From The Washington Post

An unusual combination of character traits led 31-year-old Clea Koff to her profession. She is hard-working, physically strong and emotionally resilient; she has a capacity for stoicism, a desire for justice, and the ability to respond with equanimity to the sight and smell of maggot-ridden, decomposing flesh. As a child, Koff buried dead birds in plastic bags in her yard so that she could dig them up later and examine their state of decay. By age 23, she was an anthropologist serving in Rwanda on the first forensic team ever dispatched to assemble evidence of war crimes. There, she and her colleagues extracted some 500 bodies from the largest mass grave ever exhumed. For Koff, it was only the beginning. She would serve on six more missions in Rwanda, Croatia, Bosnia and Kosovo.

What drives a person to devote her life to studying the dead? How can such work come to feel normal -- even exhilarating -- rather than soul-crushing, tragic or horrifying? Such questions stalk Koff throughout The Bone Woman, a memoir of her work on mass graves for the International Criminal Tribunals for Rwanda and Yugoslavia. She says she is driven in large part by idealism. "I find it inordinately satisfying to lift bodies I've excavated out of the grave," she writes. "These are people whom someone attempted to expunge from the record, the very bodies perpetrators sought to hide." When a reporter asks Koff what she's thinking as she probes the earth to determine the dimensions of a mass grave, Koff replies, "I'm thinking, 'We're coming. We're coming to take you out.' " (Koff's colleagues teased her mercilessly for the earnestness of this remark. Her boss liked to say that Koff was thinking, "We're coming . . . we're coming to take you out to dinner.") Confronted with a prodigious pile of corpses, Koff does not feel helpless: She feels constructively engaged. Indeed, Koff sees herself bound to the victims and survivors of genocide by "silvery threads"; to surviving relatives, she hopes to offer closure, in the form of a body for burial and an explanation of how and where a loved one died. To the dead, Koff imagines she offers release from the anonymity of mass burial and a sort of justice in the form of incontrovertible evidence that they were civilians killed in cold blood.

Indeed, the forensic evidence Koff's team unearthed helped lead to numerous convictions at the international tribunals for Rwanda and Yugoslavia. Some Rwandan skeletons exhibited severed Achilles tendons that prevented victims from fleeing as they were slaughtered by blunt trauma to the skull. Yugoslavs had their hands wired behind their backs and their bodies riddled with bullets. In a mass grave in Ovcara, Croatia, Koff exhumed the bodies of hospital patients -- one with a set of X-rays hidden in his pajamas, as though he might need them where he was going.

Nonetheless, the motivating sense of righteous mission can be a brittle thing in the face of so much death; and the truth Koff finds within the graves is a miserable truth of limited comfort to the living. In Rwanda, a woman asked to see what she believed to be her uncle's remains. Koff set a skull atop a body bag. It was all she had to show the woman, and it was simply grotesque; the woman burst into tears at a distance and could not even bring herself to approach. In Vukovar, the wives and mothers of the dead resented the forensic team's mission to prove that their relatives had been mowed down by Serb fighters. They would have preferred to nurture the hope that their men were still alive, as prisoners of war.

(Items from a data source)
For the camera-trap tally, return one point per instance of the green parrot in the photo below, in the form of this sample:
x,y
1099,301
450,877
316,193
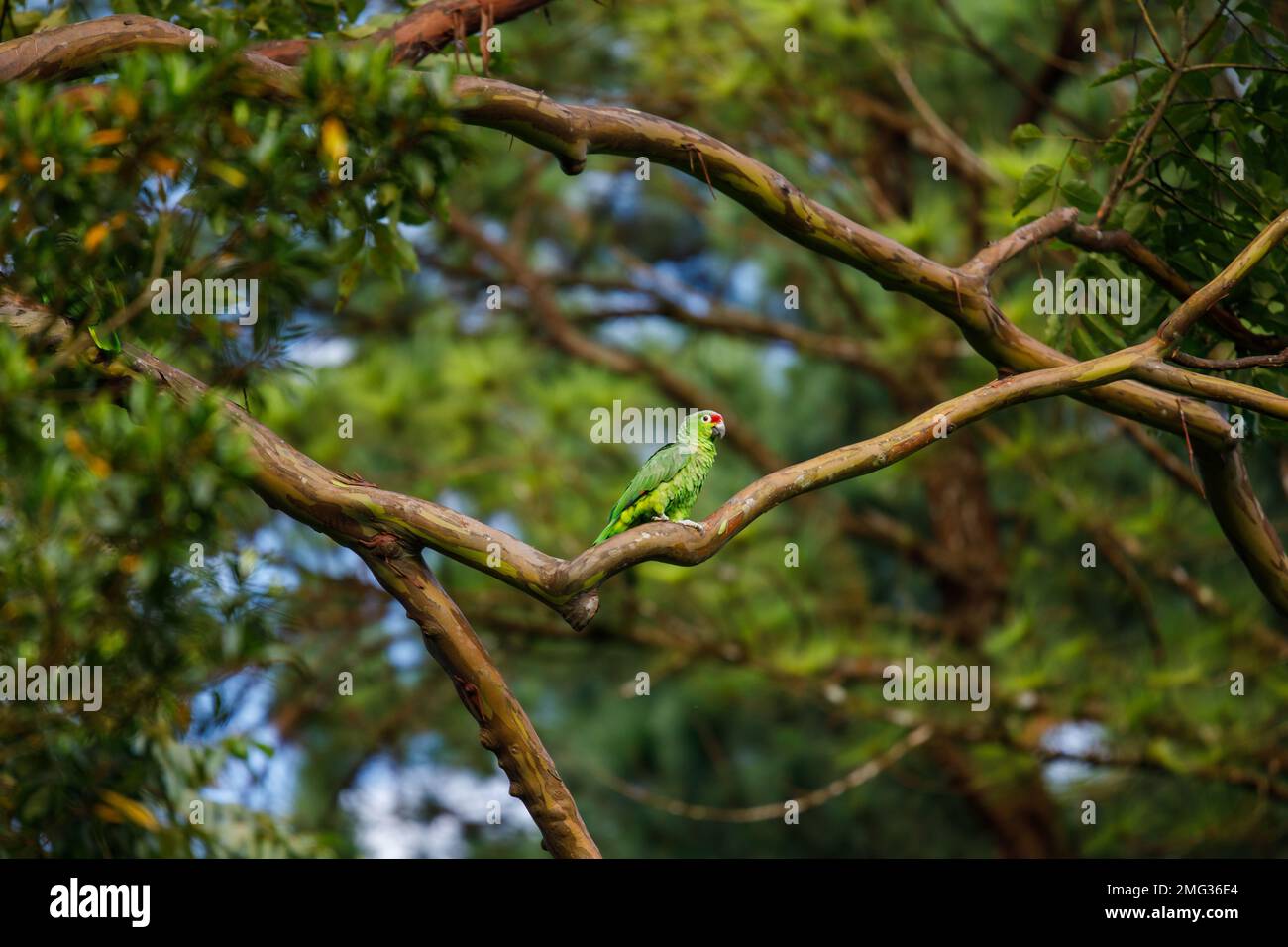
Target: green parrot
x,y
669,483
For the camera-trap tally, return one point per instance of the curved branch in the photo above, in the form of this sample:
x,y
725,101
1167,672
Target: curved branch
x,y
369,521
419,34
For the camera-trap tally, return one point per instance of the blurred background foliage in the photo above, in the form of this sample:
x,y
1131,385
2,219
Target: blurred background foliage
x,y
1108,684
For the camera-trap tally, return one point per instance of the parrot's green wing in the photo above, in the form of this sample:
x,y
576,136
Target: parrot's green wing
x,y
665,464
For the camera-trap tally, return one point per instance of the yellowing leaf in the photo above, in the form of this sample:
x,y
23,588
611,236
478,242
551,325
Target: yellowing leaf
x,y
335,140
134,812
94,236
107,137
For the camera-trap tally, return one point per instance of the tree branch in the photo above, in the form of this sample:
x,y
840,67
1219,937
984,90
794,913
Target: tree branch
x,y
369,521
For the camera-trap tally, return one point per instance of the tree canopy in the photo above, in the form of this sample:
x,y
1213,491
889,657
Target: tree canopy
x,y
330,535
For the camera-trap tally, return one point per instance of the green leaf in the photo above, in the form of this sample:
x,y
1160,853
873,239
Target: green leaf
x,y
1034,183
1025,133
1081,195
114,346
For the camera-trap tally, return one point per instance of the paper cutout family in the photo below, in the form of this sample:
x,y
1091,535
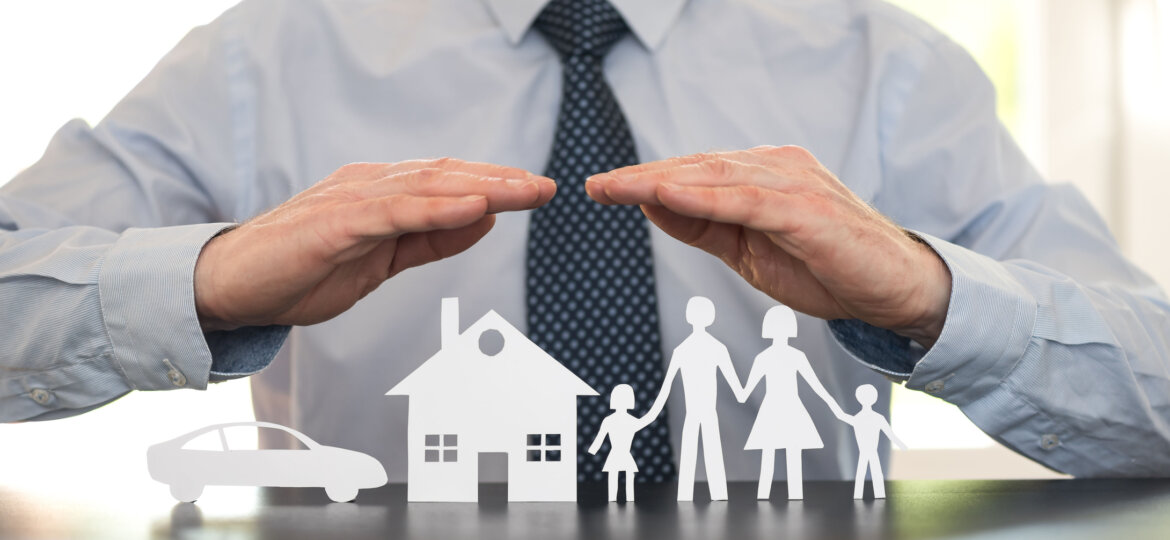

■ YOUR TASKS:
(A) Print the part of the book review from "From The Washington" to "Bosnia and Kosovo.", inclusive.
(B) For each statement, say yes or no according to the book review and quote the words that decide it: (i) Koff was on the first forensic team ever sent to gather evidence of war crimes. (ii) Koff's colleagues admired the earnestness of her remark about coming to take the dead out. (iii) In Vukovar, the wives and mothers of the dead welcomed the forensic team's mission.

■ YOUR WRITTEN ANSWERS:
(A)
From The Washington Post

An unusual combination of character traits led 31-year-old Clea Koff to her profession. She is hard-working, physically strong and emotionally resilient; she has a capacity for stoicism, a desire for justice, and the ability to respond with equanimity to the sight and smell of maggot-ridden, decomposing flesh. As a child, Koff buried dead birds in plastic bags in her yard so that she could dig them up later and examine their state of decay. By age 23, she was an anthropologist serving in Rwanda on the first forensic team ever dispatched to assemble evidence of war crimes. There, she and her colleagues extracted some 500 bodies from the largest mass grave ever exhumed. For Koff, it was only the beginning. She would serve on six more missions in Rwanda, Croatia, Bosnia and Kosovo.

(B)
(i) Yes: "she was an anthropologist serving in Rwanda on the first forensic team ever dispatched to assemble evidence of war crimes"
(ii) No: "Koff's colleagues teased her mercilessly for the earnestness of this remark."
(iii) No: "In Vukovar, the wives and mothers of the dead resented the forensic team's mission to prove that their relatives had been mowed down by Serb fighters."